[Saved data entries]
——————

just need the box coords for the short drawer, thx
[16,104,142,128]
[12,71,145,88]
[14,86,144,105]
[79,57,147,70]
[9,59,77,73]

——————

*What you should do*: Reproduce, please, every line of the records above without alteration.

*Task solution*:
just need the box coords for the short drawer, thx
[16,104,142,128]
[12,71,145,88]
[14,86,144,105]
[79,57,147,70]
[9,59,77,73]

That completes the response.